Text provided =
* * * * *

BTW, just to make sure you understand, a vast majority of the images we hotlink to aren’t ‘owned’ or created by the person whose website is hosting it. It is a picture they didn’t take, don’t have the copyright on and rarely, if ever, is accompanied by an attribution. Quite often it is an image found on multiple sites. We just choose one. By your definition, we are hotlinking images that were stolen by others. Since this is an everyday thing we see, guess hotlinking, etc is a pretty standard practice, despite your protestations.
2) #68: What exactly do you mean by attribution? While your example is a good one about an original image for which attribution seems reasonable as a courtesy perhaps, you have to realize that a vast majority of the images we hotlink to were not taken by the hoster, not copyrighted by them, etc. They found the image somewhere and have ‘stolen’ it for their use. I can’t imagine why I have ANY requirement or whatever to provide attribution to someone who is hosting a stolen image. Do you?
Attribution to the original artist is one argument. Attribution to someone hosting is a completely different one.
3) As John has said, if someone complains about an image, we change it.
I’m a professional artist, and let’s face it, if you put your work where it is accessible someone is going to use it. It could be an image, a piece of music, or an essay, someone somewhere will find value in it and take it. “He stole my bandwidth!” blah blah blah. You’re now most likely to get totalled by angry people loading one of your images 90,000 times because you got whiney.

* * * * *

Data extract =
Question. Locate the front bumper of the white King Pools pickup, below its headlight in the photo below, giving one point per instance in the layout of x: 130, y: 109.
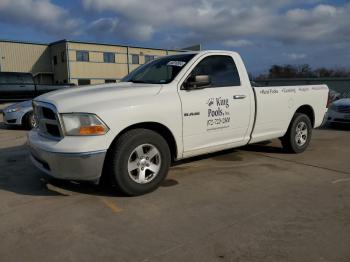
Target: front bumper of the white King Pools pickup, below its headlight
x: 85, y: 166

* * * * *

Return, word for word, the stretch of the text about hotlinking that begins with "3) As John has" and ends with "you got whiney.". The data has no connection to the text about hotlinking.

Output =
3) As John has said, if someone complains about an image, we change it.
I’m a professional artist, and let’s face it, if you put your work where it is accessible someone is going to use it. It could be an image, a piece of music, or an essay, someone somewhere will find value in it and take it. “He stole my bandwidth!” blah blah blah. You’re now most likely to get totalled by angry people loading one of your images 90,000 times because you got whiney.